> **About this task**: Search the material below for the string "green" and copy each line where it appears.

(Available data begins)

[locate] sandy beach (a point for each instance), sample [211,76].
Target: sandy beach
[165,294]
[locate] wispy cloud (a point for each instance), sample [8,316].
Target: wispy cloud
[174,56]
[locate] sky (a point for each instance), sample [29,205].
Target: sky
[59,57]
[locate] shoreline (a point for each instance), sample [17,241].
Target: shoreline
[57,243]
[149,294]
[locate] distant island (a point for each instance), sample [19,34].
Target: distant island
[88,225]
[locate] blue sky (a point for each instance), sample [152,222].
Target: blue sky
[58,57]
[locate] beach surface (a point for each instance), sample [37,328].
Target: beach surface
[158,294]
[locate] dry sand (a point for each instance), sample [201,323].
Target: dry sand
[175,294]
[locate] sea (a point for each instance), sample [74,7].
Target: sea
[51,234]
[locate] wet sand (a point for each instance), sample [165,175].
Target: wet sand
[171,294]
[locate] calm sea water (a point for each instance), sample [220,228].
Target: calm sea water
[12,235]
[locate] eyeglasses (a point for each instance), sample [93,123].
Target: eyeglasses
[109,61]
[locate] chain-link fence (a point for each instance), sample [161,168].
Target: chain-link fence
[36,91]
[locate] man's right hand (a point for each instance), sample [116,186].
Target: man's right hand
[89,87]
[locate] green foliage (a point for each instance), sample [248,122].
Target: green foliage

(Available data ends)

> **Task answer**:
[locate] green foliage (a point for each instance), sample [248,122].
Target: green foliage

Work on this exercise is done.